Job A —
From the device health monitoring page below, write out the passage starting at "To monitor device" and ending at "Deploy the Cluster.".
Job B —
Do these statements agree with the device health monitoring page below? Answer each with yes or no and quote the deciding words from the page.
(i) Device health and anomaly detection is a beta feature in this release.
(ii) During device operation, Routing Director detects device health anomalies within 10 minutes.
(iii) After a KPI value changes, the forecasted range takes approximately two hours to stabilize.

Automatically Monitor Device and Interface Health and Detect Anomalies

Use this topic to understand how Routing Director automatically monitors device health and detects anomalies, and how you can use the GUI to view anomalies related to device health.

Device and Interface Health Monitoring and Anomaly Detection Overview

Note:

Device Health and anomaly detection is a beta feature in this release.
To monitor device health, you must enable AI/ML (install-aiml) and device health monitoring (enable-device-health) when you install the Routing Director cluster. For more information, see Deploy the Cluster.

Enabling AI/ML requires additional system resources (CPU and memory). For information about the additional resources required for AI/ML, see Hardware Requirements.

To ascertain the health of a network, you need to monitor the health of the devices and their interfaces in the network. Routing Director uses AI/ML (artificial intelligence [AI] and machine learning [ML]) techniques to automatically monitor Key Performance Indicators (KPIs) related to a device's health, and automatically detects any anomalies that occur. Routing Director also performs a root-cause analysis (RCA) of device temperature anomalies when the device is in operation.

The periodic monitoring of the device's health status and the timely detection of device and interface health anomalies enables operators to take action and minimize the impact of any issues that occur

Routing Director monitors device health in the following scenarios:

During device onboarding—When a device is being onboarded, Routing Director monitors the device's health and generates an alert if any anomalies occur.

When a device is being onboarded, if other devices of the same model that were previously onboarded exist, Routing Director compares the data to detect anomalies. However, if a device of a particular model is being onboarded for the first time, then the efficacy of the anomaly detection is limited because of lack of historical data.
During device operation—After the device is onboarded successfully and is managed, Routing Director continuously monitors the KPIs related to device heath. For each KPI of each device, Routing Director monitors the KPI, forecasts the range, and detects any anomalies that occur. During device operation, Routing Director detects device health anomalies (within 30 minutes) based on historical data for that device and the forecasted range.

Note:

In the validation phase, the MAPE score for the ML models used in device health monitoring was observed as varying between 2.5 to 6.5.
After a KPI value changes, the forecasted range takes approximately two hours to stabilize.

Listing —

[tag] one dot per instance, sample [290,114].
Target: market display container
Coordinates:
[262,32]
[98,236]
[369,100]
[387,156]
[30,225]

Written answer A —
To monitor device health, you must enable AI/ML (install-aiml) and device health monitoring (enable-device-health) when you install the Routing Director cluster. For more information, see Deploy the Cluster.

Written answer B —
(i) Yes: "Device Health and anomaly detection is a beta feature in this release."
(ii) No: "During device operation, Routing Director detects device health anomalies (within 30 minutes) based on historical data for that device and the forecasted range."
(iii) Yes: "After a KPI value changes, the forecasted range takes approximately two hours to stabilize."